■ What is needed ■
From the column about visiting a date's home, return unchanged the passage that opens with the words containing "The Atlanta Journal-Constitution" and closes with "follow him there.".

— START OF Document extract —

The Atlanta Journal-Constitution
I tend to enjoy checking out the bachelor pad aka his bat cave - just because I am curious (nosy?) about his home life. After doing a quick scan for baby items and kid’s toys (don’t laugh, I’ve been burned before!), I generally can tell a few things about the guy. Most of which are things I already knew or gathered from the first couple of dates and conversation.
When I was at “Ed’s” place, I went to his personal bathroom and noticed his collection of products. I wasn’t snooping (yet), but I had arrived just as he was shaving, so he told me to follow him there.
I made a sarcastic remark about his amount of prep time compared to mine, and he said that his grooming game was always on point. Well, I have to hand it to him, when he goes out, he looks as if he stepped off a photo shoot. I appreciate it, so much too! Goodness, there is nothing like a good-looking, well-groomed guy.

— END OF Document extract —
— START OF Entries supplied —

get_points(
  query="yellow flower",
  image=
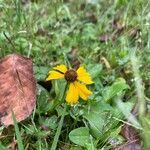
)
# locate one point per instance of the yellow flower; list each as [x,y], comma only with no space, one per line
[77,79]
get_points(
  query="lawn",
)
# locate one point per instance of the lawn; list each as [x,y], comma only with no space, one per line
[109,42]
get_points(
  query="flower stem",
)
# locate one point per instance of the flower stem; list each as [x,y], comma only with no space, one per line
[55,141]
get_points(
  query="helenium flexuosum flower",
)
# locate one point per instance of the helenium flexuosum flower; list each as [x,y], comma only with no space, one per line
[77,79]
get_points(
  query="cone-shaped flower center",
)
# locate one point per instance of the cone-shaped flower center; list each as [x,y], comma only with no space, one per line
[71,75]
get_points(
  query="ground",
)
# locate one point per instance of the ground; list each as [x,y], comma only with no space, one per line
[111,39]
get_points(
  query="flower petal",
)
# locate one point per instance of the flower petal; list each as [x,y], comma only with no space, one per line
[72,94]
[61,68]
[84,76]
[84,93]
[54,75]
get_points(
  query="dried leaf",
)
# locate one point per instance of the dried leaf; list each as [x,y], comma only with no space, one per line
[18,88]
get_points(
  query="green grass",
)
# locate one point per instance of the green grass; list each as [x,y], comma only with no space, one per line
[53,32]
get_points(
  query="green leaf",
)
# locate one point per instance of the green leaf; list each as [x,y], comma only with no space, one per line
[80,136]
[97,114]
[115,89]
[43,102]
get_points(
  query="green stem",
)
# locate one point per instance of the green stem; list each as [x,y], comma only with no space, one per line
[55,141]
[56,137]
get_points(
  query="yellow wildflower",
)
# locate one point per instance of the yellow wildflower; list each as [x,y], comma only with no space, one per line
[77,79]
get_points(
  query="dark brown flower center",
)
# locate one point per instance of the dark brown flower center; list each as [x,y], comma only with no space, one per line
[71,75]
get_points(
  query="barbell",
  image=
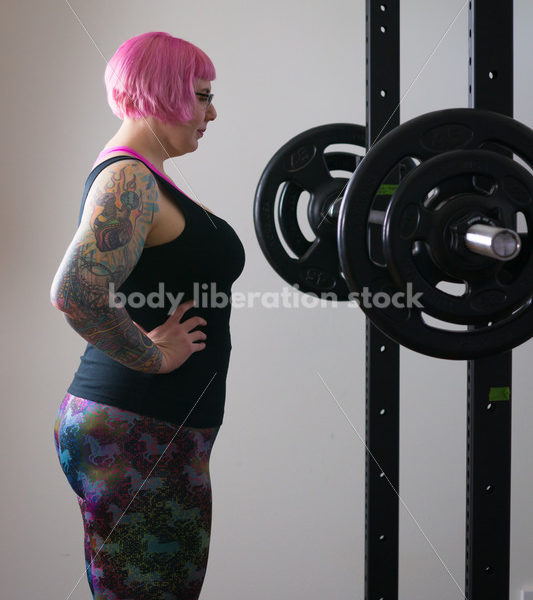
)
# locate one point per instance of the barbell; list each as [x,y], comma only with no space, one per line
[442,260]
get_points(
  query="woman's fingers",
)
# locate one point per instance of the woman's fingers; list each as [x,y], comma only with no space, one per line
[197,335]
[182,309]
[193,322]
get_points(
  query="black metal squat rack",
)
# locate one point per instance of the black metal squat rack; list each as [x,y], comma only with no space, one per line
[489,379]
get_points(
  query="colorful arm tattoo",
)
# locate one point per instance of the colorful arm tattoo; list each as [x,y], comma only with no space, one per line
[118,211]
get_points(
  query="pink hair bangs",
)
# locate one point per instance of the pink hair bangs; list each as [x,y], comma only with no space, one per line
[153,74]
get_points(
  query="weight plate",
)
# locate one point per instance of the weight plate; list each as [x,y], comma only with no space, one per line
[423,139]
[303,165]
[493,288]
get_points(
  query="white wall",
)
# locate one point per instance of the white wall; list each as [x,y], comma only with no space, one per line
[287,467]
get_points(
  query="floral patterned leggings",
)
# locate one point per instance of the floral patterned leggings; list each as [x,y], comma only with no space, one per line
[145,499]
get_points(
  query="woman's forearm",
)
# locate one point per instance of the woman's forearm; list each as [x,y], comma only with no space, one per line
[114,333]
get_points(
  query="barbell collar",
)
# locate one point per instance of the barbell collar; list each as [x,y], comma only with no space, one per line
[495,242]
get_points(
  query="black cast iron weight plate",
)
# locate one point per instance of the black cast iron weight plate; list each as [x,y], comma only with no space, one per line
[423,139]
[302,165]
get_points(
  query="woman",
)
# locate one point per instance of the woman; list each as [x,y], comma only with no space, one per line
[136,427]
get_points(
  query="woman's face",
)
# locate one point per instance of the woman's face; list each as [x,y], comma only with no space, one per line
[183,137]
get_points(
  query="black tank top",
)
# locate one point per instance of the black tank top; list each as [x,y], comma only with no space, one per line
[201,263]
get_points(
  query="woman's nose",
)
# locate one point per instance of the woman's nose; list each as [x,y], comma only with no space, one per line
[211,113]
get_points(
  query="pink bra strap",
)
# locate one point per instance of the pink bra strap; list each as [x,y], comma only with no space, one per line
[140,157]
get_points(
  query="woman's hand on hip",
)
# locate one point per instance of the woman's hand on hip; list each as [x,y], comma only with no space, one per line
[175,339]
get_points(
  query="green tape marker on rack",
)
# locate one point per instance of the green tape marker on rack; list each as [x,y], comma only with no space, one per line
[387,189]
[499,394]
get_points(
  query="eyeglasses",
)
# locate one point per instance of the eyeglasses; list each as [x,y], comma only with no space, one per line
[206,98]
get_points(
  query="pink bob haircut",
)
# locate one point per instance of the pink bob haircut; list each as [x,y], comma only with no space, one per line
[153,74]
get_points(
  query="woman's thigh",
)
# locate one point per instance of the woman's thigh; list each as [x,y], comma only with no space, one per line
[144,491]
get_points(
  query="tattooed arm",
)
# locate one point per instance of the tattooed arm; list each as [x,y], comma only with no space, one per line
[118,213]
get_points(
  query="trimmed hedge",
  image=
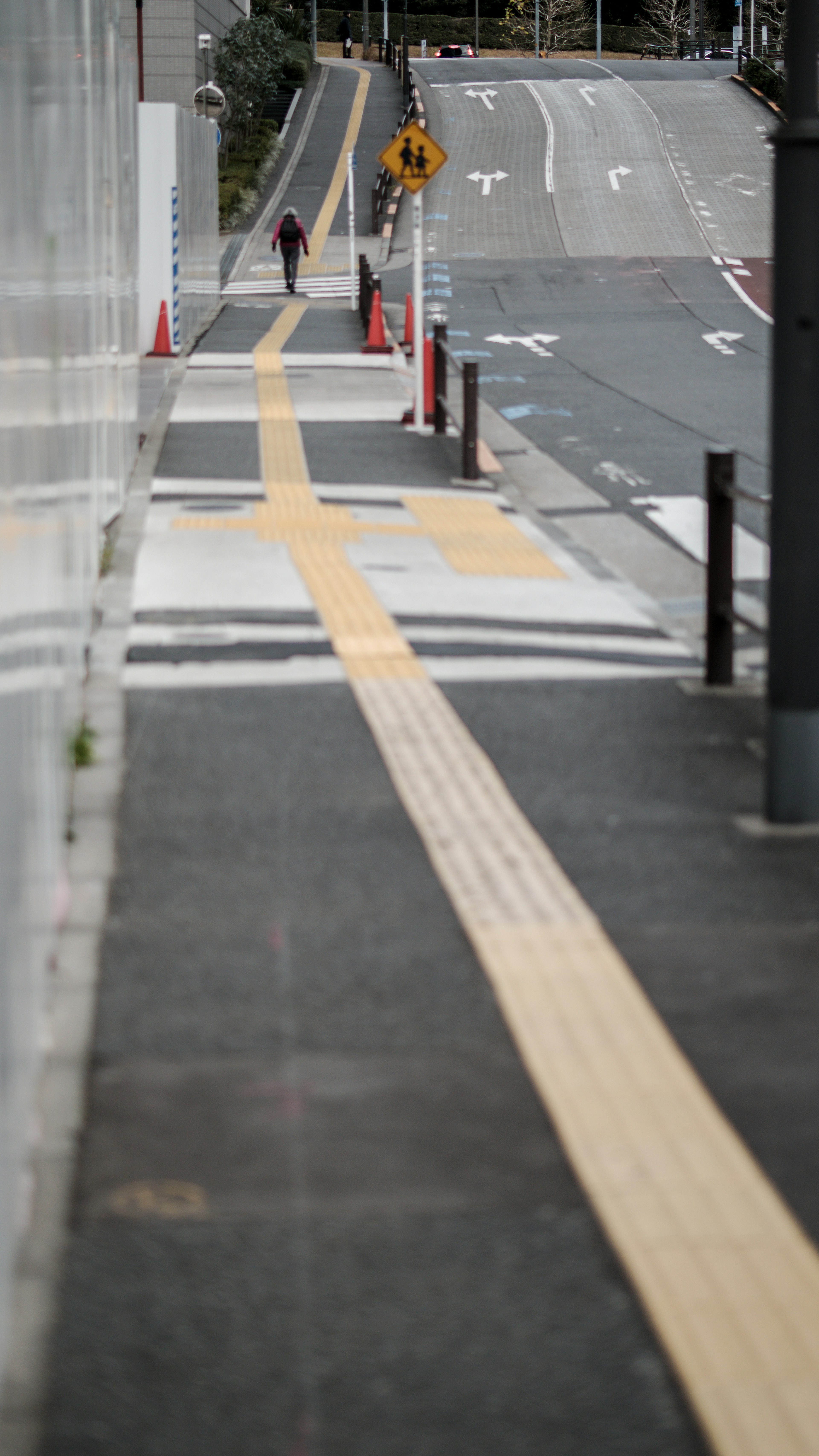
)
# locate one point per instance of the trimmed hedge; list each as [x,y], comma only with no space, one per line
[772,84]
[241,168]
[299,63]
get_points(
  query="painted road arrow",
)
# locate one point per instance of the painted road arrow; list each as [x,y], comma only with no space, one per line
[614,174]
[530,341]
[488,178]
[484,97]
[721,341]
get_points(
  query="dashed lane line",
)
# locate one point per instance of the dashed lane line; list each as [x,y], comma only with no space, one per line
[725,1273]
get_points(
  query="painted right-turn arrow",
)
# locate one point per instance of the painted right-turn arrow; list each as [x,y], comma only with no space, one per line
[614,175]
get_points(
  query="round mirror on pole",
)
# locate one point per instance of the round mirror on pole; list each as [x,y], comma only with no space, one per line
[209,101]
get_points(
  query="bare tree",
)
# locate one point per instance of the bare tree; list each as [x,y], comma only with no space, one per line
[774,15]
[563,24]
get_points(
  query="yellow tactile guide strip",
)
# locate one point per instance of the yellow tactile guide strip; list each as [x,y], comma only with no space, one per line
[722,1267]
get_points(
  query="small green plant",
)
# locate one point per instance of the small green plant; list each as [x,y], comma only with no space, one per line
[82,746]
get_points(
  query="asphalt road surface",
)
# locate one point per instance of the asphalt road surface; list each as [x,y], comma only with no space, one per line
[597,241]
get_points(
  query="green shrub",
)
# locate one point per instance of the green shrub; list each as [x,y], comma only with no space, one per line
[297,63]
[241,170]
[772,84]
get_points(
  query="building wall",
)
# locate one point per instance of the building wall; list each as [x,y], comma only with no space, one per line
[174,65]
[68,446]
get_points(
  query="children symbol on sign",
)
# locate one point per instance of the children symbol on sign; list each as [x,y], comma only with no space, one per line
[415,164]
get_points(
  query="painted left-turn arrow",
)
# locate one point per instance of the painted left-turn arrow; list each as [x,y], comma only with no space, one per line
[614,174]
[530,341]
[488,178]
[484,97]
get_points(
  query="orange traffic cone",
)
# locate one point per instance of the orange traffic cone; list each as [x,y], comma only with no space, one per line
[428,382]
[409,325]
[408,419]
[376,338]
[162,343]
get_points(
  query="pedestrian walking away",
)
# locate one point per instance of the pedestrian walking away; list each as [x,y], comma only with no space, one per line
[345,36]
[290,237]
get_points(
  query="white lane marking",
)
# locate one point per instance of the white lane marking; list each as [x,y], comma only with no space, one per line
[684,519]
[530,341]
[488,178]
[484,97]
[677,178]
[616,174]
[741,293]
[619,475]
[721,341]
[549,136]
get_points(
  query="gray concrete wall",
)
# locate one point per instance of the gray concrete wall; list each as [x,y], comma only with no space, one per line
[174,65]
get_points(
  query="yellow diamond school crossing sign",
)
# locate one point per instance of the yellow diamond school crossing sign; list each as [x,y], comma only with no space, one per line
[414,158]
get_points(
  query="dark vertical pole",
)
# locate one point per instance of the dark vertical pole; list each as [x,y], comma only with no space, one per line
[440,336]
[470,423]
[140,53]
[719,621]
[793,673]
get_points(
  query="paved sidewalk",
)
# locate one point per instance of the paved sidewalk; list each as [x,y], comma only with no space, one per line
[388,1152]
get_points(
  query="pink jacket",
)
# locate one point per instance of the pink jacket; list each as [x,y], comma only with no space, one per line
[303,235]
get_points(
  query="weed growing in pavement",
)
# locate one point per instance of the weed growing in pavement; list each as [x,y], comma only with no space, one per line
[82,746]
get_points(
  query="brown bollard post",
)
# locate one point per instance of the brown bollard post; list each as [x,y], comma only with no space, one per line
[470,421]
[719,609]
[440,336]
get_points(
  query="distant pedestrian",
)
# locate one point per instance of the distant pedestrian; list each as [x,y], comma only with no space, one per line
[345,36]
[290,237]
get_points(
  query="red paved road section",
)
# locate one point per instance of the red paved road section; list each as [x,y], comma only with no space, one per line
[756,277]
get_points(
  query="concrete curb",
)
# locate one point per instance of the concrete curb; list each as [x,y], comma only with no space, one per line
[91,864]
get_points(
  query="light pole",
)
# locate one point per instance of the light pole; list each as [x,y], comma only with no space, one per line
[204,46]
[793,669]
[140,54]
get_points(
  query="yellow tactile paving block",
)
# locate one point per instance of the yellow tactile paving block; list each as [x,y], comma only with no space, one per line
[725,1273]
[478,539]
[329,206]
[268,352]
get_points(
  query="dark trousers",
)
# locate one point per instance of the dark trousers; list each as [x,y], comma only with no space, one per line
[290,258]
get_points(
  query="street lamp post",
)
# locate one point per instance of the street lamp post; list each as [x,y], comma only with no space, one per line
[140,53]
[793,672]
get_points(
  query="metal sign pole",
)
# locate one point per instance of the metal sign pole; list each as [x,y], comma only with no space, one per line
[418,304]
[351,220]
[793,665]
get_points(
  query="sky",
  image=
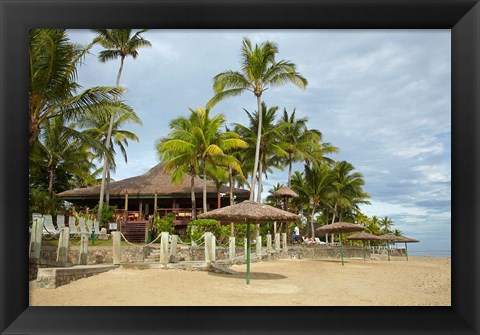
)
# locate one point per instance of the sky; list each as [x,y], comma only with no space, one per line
[382,96]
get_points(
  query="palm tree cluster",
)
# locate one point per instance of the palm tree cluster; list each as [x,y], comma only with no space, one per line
[70,128]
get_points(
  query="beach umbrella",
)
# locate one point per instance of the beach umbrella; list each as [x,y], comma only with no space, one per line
[388,238]
[249,212]
[363,237]
[340,227]
[406,240]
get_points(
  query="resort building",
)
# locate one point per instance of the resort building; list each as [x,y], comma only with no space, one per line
[154,192]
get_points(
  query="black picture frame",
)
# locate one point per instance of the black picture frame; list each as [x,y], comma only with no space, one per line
[462,17]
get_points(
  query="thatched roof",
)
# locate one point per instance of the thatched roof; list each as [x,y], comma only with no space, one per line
[285,191]
[340,227]
[362,236]
[249,211]
[390,237]
[406,239]
[154,181]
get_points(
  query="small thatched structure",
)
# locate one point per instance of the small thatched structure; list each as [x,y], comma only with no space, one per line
[340,227]
[249,212]
[285,191]
[363,237]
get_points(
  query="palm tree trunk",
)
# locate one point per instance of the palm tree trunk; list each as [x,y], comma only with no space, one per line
[257,148]
[260,172]
[107,146]
[312,227]
[194,202]
[204,188]
[50,182]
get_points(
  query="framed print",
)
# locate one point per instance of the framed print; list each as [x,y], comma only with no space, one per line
[461,18]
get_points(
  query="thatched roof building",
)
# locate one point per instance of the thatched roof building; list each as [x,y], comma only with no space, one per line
[154,189]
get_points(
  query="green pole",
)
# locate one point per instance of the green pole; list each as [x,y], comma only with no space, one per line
[341,247]
[363,250]
[388,250]
[248,253]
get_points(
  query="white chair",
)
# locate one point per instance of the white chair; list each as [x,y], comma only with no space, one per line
[48,227]
[74,232]
[60,221]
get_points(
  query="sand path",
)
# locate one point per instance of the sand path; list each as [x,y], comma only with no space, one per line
[420,281]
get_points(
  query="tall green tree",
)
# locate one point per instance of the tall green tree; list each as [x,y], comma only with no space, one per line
[118,43]
[53,90]
[259,71]
[271,148]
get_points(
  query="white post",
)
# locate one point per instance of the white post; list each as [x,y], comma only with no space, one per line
[82,258]
[284,241]
[36,238]
[62,249]
[164,248]
[117,251]
[277,241]
[245,246]
[173,246]
[208,247]
[231,248]
[214,246]
[259,245]
[269,242]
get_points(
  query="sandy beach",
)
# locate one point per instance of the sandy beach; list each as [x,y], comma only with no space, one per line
[420,281]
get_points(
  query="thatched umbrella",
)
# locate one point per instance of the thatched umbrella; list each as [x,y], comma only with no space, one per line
[246,212]
[340,227]
[406,240]
[388,238]
[284,192]
[363,237]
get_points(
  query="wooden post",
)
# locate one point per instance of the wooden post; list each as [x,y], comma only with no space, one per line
[83,257]
[155,205]
[125,213]
[117,251]
[269,242]
[259,246]
[36,238]
[164,248]
[231,248]
[208,247]
[62,249]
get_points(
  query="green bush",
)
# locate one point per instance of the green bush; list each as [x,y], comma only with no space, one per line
[165,224]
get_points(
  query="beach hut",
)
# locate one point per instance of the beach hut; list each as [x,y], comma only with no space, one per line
[249,212]
[406,240]
[388,238]
[340,227]
[363,237]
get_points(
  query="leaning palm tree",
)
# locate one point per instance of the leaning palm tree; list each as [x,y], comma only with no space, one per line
[259,71]
[53,90]
[118,43]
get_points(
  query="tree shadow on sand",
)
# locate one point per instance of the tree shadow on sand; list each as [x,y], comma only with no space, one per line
[253,275]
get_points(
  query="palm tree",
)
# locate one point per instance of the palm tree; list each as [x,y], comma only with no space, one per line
[348,189]
[53,90]
[97,126]
[318,188]
[177,151]
[259,72]
[61,147]
[118,43]
[271,150]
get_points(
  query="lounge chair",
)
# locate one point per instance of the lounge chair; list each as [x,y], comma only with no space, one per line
[60,221]
[74,232]
[49,229]
[81,225]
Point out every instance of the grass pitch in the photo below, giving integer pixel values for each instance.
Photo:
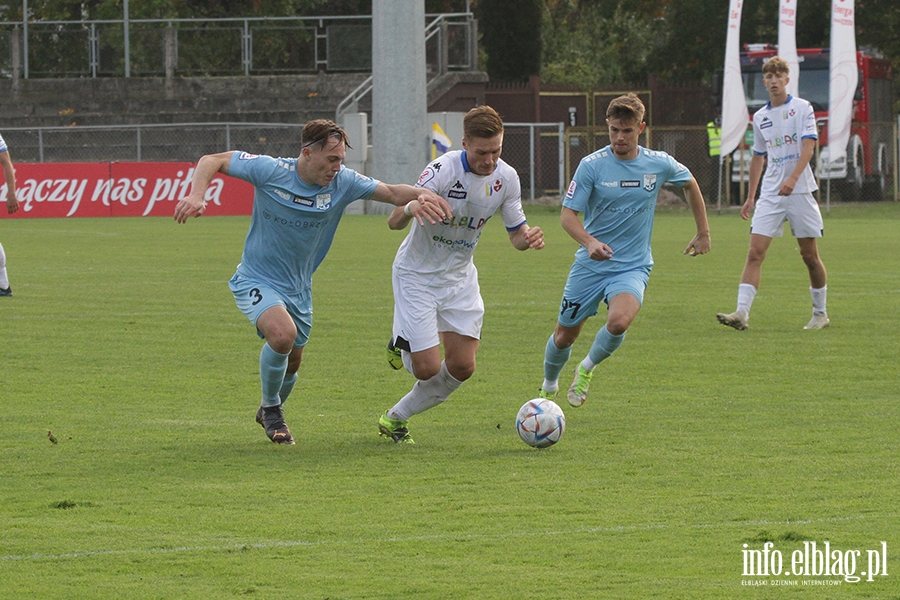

— END OF Entries supplied —

■ Response for this exercise ■
The Atlanta Journal-Constitution
I tend to enjoy checking out the bachelor pad aka his bat cave - just because I am curious (nosy?) about his home life. After doing a quick scan for baby items and kid’s toys (don’t laugh, I’ve been burned before!), I generally can tell a few things about the guy. Most of which are things I already knew or gathered from the first couple of dates and conversation.
When I was at “Ed’s” place, I went to his personal bathroom and noticed his collection of products. I wasn’t snooping (yet), but I had arrived just as he was shaving, so he told me to follow him there.